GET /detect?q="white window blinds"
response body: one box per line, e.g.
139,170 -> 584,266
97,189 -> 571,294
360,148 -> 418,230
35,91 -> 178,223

» **Directions for this task**: Print these lines again exactly as they are.

» **Solution**:
GET /detect?q="white window blinds"
response body: one box per line, e.g.
139,170 -> 584,266
97,189 -> 571,294
360,148 -> 418,230
35,91 -> 178,223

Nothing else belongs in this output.